▶ [EXTRAIT]
________________

2. Les requêtes susvisées, enregistrées sous les nos 18VE02261 et 19VE00407, concernent un même jugement et ont fait l'objet d'une instruction commune. Il y a lieu de les joindre pour statuer par un seul arrêt.
Sur les conclusions enregistrées sous le n° 18VE02261 :
En ce qui concerne la régularité du jugement attaqué :
3. Le MINISTRE DE L'ACTION ET DES COMPTES PUBLICS soutient, en premier lieu, que les premiers juges se sont mépris sur la portée de la demande présentée devant eux. Toutefois, il résulte de l'instruction que ce moyen manque en fait dès lors que le point 1. du jugement mentionne à juste titre que le litige portait sur la remise en cause des montants de crédit d'impôt pour les dépenses de recherche de la société.
4. Le ministre soutient, en second lieu, que les premiers juges ont apprécié les faits de manière erronée et contradictoire, en prononçant la réintégration des sommes dans les résultats des exercices clos en 2010, 2011 et 2012 de la société, alors que la vérification de comptabilité n'avait donné lieu à aucun rehaussement du montant de ses résultats imposables. Cependant, de telles critiques qui ont trait au bien-fondé du jugement attaqué et notamment à l'existence d'une contradiction dans les motifs de ce jugement sont sans influence sur sa régularité.
En ce qui concerne les crédits d'impôt pour dépenses de recherche :
5. Aux termes de l'article 244 quater B du code général des impôts : " I. Les entreprises industrielles et commerciales (...) imposées d'après leur bénéfice réel (...) peuvent bénéficier d'un crédit d'impôt au titre des dépenses de recherche qu'elles exposent au cours de l'année. (...) / II. Les dépenses de recherche ouvrant droit au crédit d'impôt sont : a) Les dotations aux amortissements des immobilisations, créées ou acquises à l'état neuf et affectées directement à la réalisation d'opérations de recherche scientifique et technique, y compris la réalisation de prototypes ou d'installations pilotes. / (...) / ; d bis) Les dépenses exposées pour la réalisation d'opérations de même nature confiées à des organismes de recherche privés agréés par le ministre chargé de la recherche, ou à des experts scientifiques ou techniques agréés dans les mêmes conditions (...) / d ter) Les dépenses mentionnées aux d et d bis entrent dans la base de calcul du crédit d'impôt recherche dans la limite globale de deux millions d'euros par an. Cette limite est portée à 10 millions d'euros pour les dépenses de recherche correspondant à des opérations confiées aux organismes mentionnés aux d et d bis, à la condition qu'il n'existe pas de lien de dépendance au sens des deuxième à quatrième alinéas du 12 de l'article 39 entre l'entreprise qui bénéficie du crédit d'impôt et ces organismes ; (...) / III. Les subventions publiques reçues par les entreprises à raison des opérations ouvrant droit au crédit d'impôt sont déduites des bases de calcul de ce crédit, qu'elles soient définitivement acquises par elles ou remboursables. Il en est de même des sommes reçues par les organismes ou experts désignés au d et au d bis du II, pour le calcul de leur propre crédit d'impôt ".

________________

▶ [ENREGISTREMENTS FOURNIS]
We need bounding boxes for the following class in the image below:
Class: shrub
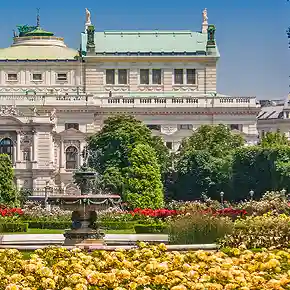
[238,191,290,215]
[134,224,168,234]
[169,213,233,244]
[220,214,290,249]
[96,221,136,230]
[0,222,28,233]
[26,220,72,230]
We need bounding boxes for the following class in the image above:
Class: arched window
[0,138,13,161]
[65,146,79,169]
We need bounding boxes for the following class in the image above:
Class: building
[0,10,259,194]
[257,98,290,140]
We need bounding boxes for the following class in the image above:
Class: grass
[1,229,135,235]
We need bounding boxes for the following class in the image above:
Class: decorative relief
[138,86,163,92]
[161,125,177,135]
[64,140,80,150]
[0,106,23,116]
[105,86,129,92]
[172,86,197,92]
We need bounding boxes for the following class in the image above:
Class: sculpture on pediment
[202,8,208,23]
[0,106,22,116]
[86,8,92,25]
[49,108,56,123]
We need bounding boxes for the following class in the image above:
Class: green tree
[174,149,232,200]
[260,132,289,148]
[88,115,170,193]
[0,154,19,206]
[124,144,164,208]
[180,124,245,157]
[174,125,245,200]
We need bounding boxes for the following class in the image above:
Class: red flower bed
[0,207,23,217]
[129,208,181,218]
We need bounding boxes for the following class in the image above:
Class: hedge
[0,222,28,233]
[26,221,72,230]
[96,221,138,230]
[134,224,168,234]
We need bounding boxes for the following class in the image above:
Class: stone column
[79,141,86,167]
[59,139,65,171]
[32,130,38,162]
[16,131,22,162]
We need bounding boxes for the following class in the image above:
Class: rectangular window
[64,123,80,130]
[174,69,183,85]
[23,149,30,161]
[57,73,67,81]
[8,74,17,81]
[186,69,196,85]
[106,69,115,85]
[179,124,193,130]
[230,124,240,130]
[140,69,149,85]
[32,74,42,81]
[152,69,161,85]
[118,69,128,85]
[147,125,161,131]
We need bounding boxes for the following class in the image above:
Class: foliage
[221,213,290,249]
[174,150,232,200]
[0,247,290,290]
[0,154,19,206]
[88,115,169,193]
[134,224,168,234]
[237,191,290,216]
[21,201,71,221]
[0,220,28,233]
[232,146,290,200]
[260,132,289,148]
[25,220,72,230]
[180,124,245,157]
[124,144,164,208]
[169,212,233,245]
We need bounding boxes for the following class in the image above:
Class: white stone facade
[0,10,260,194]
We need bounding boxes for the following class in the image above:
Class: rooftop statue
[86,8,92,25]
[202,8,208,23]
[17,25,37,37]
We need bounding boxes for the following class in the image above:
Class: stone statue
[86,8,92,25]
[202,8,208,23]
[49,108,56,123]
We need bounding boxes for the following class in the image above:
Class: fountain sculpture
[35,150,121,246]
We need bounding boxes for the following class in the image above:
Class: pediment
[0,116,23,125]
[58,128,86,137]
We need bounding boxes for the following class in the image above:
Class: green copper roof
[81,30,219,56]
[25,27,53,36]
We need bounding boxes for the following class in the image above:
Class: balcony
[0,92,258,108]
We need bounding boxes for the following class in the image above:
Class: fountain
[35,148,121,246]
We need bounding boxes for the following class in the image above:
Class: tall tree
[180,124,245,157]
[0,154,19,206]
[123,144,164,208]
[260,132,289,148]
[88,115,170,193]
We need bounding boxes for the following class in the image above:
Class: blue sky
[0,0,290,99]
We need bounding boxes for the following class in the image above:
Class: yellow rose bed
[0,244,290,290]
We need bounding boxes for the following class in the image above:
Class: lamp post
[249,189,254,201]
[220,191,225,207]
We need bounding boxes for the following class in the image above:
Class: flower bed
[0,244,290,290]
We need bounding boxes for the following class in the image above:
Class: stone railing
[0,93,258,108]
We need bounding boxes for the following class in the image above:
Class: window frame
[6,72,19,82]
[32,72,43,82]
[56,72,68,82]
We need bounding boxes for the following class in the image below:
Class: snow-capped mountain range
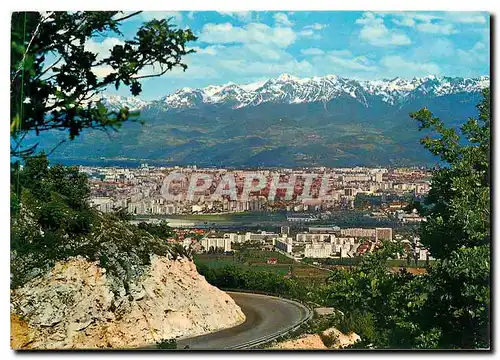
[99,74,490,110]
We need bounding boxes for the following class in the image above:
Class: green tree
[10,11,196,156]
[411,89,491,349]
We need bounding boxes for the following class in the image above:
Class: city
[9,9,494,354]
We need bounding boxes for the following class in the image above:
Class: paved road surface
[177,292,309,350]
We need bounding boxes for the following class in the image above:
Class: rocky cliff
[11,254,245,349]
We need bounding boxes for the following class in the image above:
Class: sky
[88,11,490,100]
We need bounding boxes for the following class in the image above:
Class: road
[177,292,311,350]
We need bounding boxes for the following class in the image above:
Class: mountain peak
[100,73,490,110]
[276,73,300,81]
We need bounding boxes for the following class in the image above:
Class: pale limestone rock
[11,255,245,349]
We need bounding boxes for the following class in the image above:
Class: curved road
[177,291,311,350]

________________

▶ [ÉNONCÉ A] D'après l'extrait d'arrêt sur le crédit d'impôt recherche, dans quelle limite globale les dépenses mentionnées aux d et d bis entrent-elles dans la base de calcul de ce crédit ?
▶ [ÉNONCÉ B] Relevez toutes les années des exercices clos citées dans l'extrait d'arrêt sur le crédit d'impôt recherche.
▶ [ÉNONCÉ C] Prolongez l'extrait d'arrêt sur le crédit d'impôt recherche à partir de sa dernière phrase.
Les enregistrements n'ont aucun lien avec l'extrait.

▶ [BONNE RÉPONSE A] Dans la limite globale de deux millions d'euros par an.

▶ [BONNE RÉPONSE B] 2010, 2011 et 2012.

▶ [BONNE RÉPONSE C]
6. Sous réserve des cas où la loi attribue la charge de la preuve au contribuable, il appartient au juge de l'impôt, au vu de l'instruction et compte tenu, le cas échéant, de l'abstention d'une des parties à produire les éléments qu'elle est seule en mesure d'apporter et qui ne sauraient être réclamés qu'à elle-même, d'apprécier si des dépenses sont éligibles au dispositif du crédit d'impôt prévu par les dispositions précitées du I de l'article 244 quater B du code général des impôts.
S'agissant des dotations aux amortissements d'immobilisations :
7. En premier lieu, il résulte de l'instruction que, d'une part, l'administration a notamment exclu des bases de calcul du crédit d'impôt pour les dépenses de recherche les dotations aux amortissements afférentes, en ce qui concerne le seul exercice clos en 2011, aux logiciels End Note14_licence utilisateurs et End Note14_licence réseaux et, en ce qui concerne les exercices clos en 2011 et 2012, au logiciel Système Gestion Documentaire, motif pris de ce que ces logiciels de gestion documentaire ne seraient pas exclusivement destinés et utilisés pour des opérations de recherche. Toutefois, il est constant que cette suite informatique End Note, y compris ses composantes réseaux et Système Gestion documentaire, est un outil informatique de gestion bibliographique permettant notamment de gérer et importer des références bibliographiques ainsi que des articles, d'insérer des citations, d'annoter des documents ou encore de travailler en collaboration. Il n'est pas contesté que cette suite informatique, qui était exclusivement utilisée par les équipes de recherche de la société GENFIT, avait pour objet de permettre l'exploration des différentes références bibliographiques collectées au niveau de la société, de permettre de formaliser l'achat de documentation en relation avec ces références et de faciliter la rédaction d'articles en organisant notamment les références selon les styles prédéfinis par les principales publications scientifiques. Dès lors, et alors même que cet outil bureautique ne permettait pas, en lui-même, l'exécution des opérations de recherche, ni n'aurait été adapté à cette fin, il était directement affecté à leur réalisation. Par suite, c'est à tort que le service a estimé que les dotations aux amortissements afférentes à ces immobilisations ne pouvaient être regardées comme des dépenses éligibles au crédit d'impôt en faveur de la recherche.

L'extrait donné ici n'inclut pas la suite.